Each entry is to be output precisely as it appears.
>>>>>
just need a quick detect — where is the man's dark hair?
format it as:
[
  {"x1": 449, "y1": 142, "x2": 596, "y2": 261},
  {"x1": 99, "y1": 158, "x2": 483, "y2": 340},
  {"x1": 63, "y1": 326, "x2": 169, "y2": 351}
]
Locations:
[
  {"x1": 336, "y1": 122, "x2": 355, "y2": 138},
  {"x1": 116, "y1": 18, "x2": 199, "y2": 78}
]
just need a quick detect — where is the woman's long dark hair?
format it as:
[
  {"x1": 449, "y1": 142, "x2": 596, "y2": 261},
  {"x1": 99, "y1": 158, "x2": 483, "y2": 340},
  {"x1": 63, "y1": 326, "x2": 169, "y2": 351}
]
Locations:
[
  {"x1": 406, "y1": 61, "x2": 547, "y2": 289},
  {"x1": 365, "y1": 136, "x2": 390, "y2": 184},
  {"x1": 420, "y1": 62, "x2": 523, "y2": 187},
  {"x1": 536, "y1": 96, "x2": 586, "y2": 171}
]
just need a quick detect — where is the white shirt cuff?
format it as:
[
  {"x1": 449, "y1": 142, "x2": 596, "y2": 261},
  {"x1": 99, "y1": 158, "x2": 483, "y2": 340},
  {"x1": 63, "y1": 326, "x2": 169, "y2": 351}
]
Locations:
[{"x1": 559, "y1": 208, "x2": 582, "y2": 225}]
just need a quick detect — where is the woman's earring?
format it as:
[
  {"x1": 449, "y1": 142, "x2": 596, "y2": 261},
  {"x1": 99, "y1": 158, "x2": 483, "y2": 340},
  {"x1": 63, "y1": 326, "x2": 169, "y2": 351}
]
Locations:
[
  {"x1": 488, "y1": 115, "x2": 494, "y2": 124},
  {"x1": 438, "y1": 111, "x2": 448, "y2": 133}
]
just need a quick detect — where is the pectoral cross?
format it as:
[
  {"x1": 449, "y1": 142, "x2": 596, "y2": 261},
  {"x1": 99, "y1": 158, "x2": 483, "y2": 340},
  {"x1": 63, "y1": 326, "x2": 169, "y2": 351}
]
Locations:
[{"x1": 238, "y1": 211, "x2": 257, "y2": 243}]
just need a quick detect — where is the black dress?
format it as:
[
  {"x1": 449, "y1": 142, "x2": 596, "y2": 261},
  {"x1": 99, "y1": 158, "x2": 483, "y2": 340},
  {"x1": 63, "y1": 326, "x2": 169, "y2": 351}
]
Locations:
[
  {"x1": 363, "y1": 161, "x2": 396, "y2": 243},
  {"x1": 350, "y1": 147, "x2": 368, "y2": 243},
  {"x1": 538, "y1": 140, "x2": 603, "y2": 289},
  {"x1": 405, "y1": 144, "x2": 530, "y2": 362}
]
<<<<<
▶ Answer space:
just need a quick detect — where is the man's dark hair?
format it as:
[
  {"x1": 449, "y1": 142, "x2": 596, "y2": 261},
  {"x1": 99, "y1": 158, "x2": 483, "y2": 340},
  {"x1": 63, "y1": 326, "x2": 169, "y2": 351}
]
Locations:
[
  {"x1": 336, "y1": 122, "x2": 355, "y2": 138},
  {"x1": 116, "y1": 18, "x2": 199, "y2": 78}
]
just need a quick detect — where is the woman's long dark hair?
format it as:
[
  {"x1": 449, "y1": 142, "x2": 596, "y2": 261},
  {"x1": 99, "y1": 158, "x2": 483, "y2": 340},
  {"x1": 63, "y1": 326, "x2": 169, "y2": 351}
]
Locations:
[
  {"x1": 406, "y1": 61, "x2": 547, "y2": 289},
  {"x1": 365, "y1": 136, "x2": 390, "y2": 184},
  {"x1": 420, "y1": 62, "x2": 523, "y2": 187},
  {"x1": 536, "y1": 96, "x2": 586, "y2": 171}
]
just need a quick detect — where is the white shirt cuff?
format it as:
[
  {"x1": 449, "y1": 142, "x2": 596, "y2": 261},
  {"x1": 99, "y1": 158, "x2": 483, "y2": 340},
  {"x1": 63, "y1": 326, "x2": 169, "y2": 351}
]
Locations:
[{"x1": 559, "y1": 208, "x2": 582, "y2": 225}]
just need a quick detect — where is the woman's earring?
format it as:
[
  {"x1": 449, "y1": 142, "x2": 596, "y2": 261},
  {"x1": 99, "y1": 158, "x2": 483, "y2": 340},
  {"x1": 63, "y1": 326, "x2": 169, "y2": 351}
]
Locations:
[
  {"x1": 488, "y1": 115, "x2": 494, "y2": 124},
  {"x1": 438, "y1": 111, "x2": 448, "y2": 133}
]
just need a quick detect — where is the pectoral cross?
format it as:
[
  {"x1": 449, "y1": 142, "x2": 596, "y2": 261},
  {"x1": 99, "y1": 158, "x2": 483, "y2": 340},
  {"x1": 63, "y1": 326, "x2": 169, "y2": 351}
]
Locations:
[{"x1": 238, "y1": 211, "x2": 257, "y2": 243}]
just need a quick detect — where is the black dress?
format it as:
[
  {"x1": 449, "y1": 142, "x2": 596, "y2": 261},
  {"x1": 99, "y1": 158, "x2": 483, "y2": 340},
  {"x1": 63, "y1": 326, "x2": 169, "y2": 351}
]
Locations:
[
  {"x1": 363, "y1": 161, "x2": 396, "y2": 243},
  {"x1": 350, "y1": 147, "x2": 368, "y2": 243},
  {"x1": 538, "y1": 140, "x2": 603, "y2": 289},
  {"x1": 405, "y1": 144, "x2": 530, "y2": 362}
]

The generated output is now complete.